Set exercise a:
According to the article on the Benin-Effurun road, which company was awarded the contract for the road's dualisation in June 1990?

Document text:
+ + + + +

The Benin-Effurun Road Is A Crime Against Humanity By Francis Ewherido

Effurun-Benin Road

 

 

By Francis Ewherido

 

In June 1990, the then military government awarded the contract for the dualisation of the Benin to Effurun road to Daewoo E and C Nigeria Limited. The 149.1 kilometer road was completed in December 1992. It was one of the best roads in Nigeria then. The road was so good that a journey from Effurun/Warri to Benin took between an hour and 75 minutes. This honeymoon continued for a long while, then the road started deteriorating gradually. That affliction called “poor maintenance culture” visited it. Now travelling through that road has become a nightmare. 

 

One very prominent man who has not travelled by road from Lagos to Delta for decades (he always flew straight to Effurun airstrip and later Osubi Airport) was forced to use the road recently. He had an important engagement in Delta State, but he could not get a direct flight to Osubi. He travelled by air from Lagos to Benin. He spent four hours on the road from Benin to Ughelli South LGA. When he called me to narrate his ordeal, he said he was in severe pains all over his body. I couldn’t help but laugh aloud while sympathizing with him. Later I travelled to Delta. I love travelling from Lagos to Delta State by road due to some reasons. A few months ago when I went to Delta State, the bad spots on the road were tolerable. My recent trip was nightmarish.

+ + + + +

Records provided:
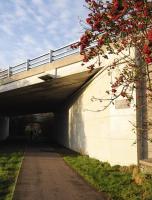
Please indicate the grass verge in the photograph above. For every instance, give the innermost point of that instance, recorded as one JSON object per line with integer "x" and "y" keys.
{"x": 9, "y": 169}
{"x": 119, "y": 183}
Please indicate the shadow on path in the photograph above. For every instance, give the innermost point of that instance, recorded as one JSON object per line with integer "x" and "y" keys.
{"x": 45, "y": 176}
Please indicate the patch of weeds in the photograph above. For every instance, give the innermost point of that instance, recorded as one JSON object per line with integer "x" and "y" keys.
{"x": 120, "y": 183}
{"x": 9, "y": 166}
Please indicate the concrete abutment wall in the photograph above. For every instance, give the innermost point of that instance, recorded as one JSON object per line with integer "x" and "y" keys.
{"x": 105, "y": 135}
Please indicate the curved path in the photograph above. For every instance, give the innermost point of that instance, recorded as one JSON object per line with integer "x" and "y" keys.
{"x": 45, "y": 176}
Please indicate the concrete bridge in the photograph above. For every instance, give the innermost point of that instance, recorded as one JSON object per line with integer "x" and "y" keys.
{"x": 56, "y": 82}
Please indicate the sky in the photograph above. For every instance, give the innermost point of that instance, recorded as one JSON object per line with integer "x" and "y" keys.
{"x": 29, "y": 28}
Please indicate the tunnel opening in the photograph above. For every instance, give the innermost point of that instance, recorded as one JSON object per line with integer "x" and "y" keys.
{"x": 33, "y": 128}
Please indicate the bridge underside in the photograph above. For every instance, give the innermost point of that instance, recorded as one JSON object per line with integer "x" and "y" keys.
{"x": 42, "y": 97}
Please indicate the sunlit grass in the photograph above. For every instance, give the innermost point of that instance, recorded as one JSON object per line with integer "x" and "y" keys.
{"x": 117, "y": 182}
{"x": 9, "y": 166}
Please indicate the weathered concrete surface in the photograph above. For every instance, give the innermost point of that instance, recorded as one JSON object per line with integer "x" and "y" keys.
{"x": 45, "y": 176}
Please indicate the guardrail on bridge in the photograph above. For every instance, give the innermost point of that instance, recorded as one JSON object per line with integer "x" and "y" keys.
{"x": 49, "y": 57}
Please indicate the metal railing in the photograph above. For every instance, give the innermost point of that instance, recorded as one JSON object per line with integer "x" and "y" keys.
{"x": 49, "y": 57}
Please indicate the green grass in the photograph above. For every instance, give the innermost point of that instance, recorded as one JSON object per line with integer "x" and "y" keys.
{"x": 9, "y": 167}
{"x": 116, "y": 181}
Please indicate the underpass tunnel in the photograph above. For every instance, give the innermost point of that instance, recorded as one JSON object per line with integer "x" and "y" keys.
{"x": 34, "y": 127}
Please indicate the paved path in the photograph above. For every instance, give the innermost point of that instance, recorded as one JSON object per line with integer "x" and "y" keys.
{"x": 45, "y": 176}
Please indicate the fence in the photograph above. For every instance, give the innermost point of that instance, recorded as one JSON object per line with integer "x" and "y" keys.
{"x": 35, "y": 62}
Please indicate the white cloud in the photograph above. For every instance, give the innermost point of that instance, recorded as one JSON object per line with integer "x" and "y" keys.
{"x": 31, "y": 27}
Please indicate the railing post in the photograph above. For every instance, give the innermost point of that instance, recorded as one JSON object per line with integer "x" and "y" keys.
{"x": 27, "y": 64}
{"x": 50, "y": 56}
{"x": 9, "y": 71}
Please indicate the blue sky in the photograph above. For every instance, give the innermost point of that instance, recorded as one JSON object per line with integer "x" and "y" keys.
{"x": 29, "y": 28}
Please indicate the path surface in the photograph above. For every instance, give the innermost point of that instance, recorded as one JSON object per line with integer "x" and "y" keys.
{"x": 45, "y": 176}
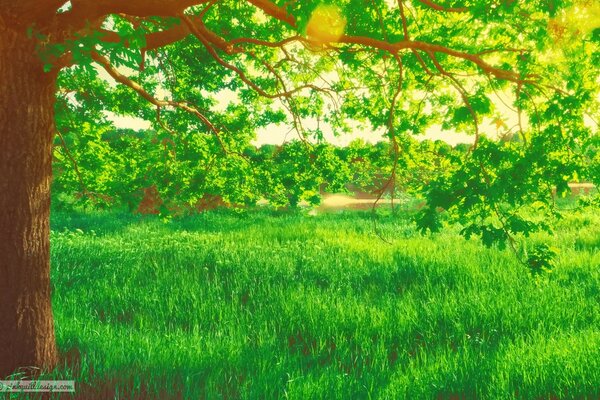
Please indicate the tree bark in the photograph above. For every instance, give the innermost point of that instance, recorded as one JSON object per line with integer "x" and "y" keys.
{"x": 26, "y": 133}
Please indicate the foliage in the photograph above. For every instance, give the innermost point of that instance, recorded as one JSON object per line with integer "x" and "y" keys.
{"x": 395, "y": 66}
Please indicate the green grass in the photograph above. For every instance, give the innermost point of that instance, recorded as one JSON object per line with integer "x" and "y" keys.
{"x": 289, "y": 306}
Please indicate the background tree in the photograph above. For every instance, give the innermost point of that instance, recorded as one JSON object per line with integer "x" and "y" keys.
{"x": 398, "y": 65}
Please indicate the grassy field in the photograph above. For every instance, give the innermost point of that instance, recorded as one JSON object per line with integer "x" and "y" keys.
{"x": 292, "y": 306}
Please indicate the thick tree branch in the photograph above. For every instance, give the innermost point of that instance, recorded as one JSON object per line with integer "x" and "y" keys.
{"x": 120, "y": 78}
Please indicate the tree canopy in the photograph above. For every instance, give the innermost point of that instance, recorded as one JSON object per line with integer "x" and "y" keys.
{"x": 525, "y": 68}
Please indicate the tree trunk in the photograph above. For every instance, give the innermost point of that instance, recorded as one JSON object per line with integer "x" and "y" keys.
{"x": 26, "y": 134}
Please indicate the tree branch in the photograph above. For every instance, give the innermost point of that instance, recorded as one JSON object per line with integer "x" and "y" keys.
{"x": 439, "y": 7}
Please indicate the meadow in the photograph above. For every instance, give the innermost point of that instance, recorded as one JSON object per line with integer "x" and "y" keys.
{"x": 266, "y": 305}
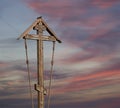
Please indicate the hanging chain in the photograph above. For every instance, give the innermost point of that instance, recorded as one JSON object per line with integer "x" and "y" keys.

+ + + + +

Set exercise b:
Identify every row containing the string "tunnel" and copy each one. Case counts when matching.

Problem solution a:
Daewoo E and C Nigeria Limited

Problem solution b:
Please indicate the tunnel opening in the photograph above. For every instance, give the innermost point of that instance, recorded as one JSON object per line with integer "x" and "y" keys.
Please indicate the underpass tunnel in the photograph above. For every instance, give the innermost point of that instance, recorded as one JSON object per line with integer "x" and "y" keys.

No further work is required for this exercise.